─── Extracted records

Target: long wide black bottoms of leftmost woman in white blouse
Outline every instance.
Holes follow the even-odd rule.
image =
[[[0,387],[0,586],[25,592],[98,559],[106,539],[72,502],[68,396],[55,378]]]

──────

▸ What you will do: Your task is an exact transcription of every line above.

▸ Result for this exercise:
Target: long wide black bottoms of leftmost woman in white blouse
Outline every instance.
Holes follow the even-odd rule.
image =
[[[0,387],[0,586],[25,592],[98,559],[106,539],[72,502],[68,396],[55,378]]]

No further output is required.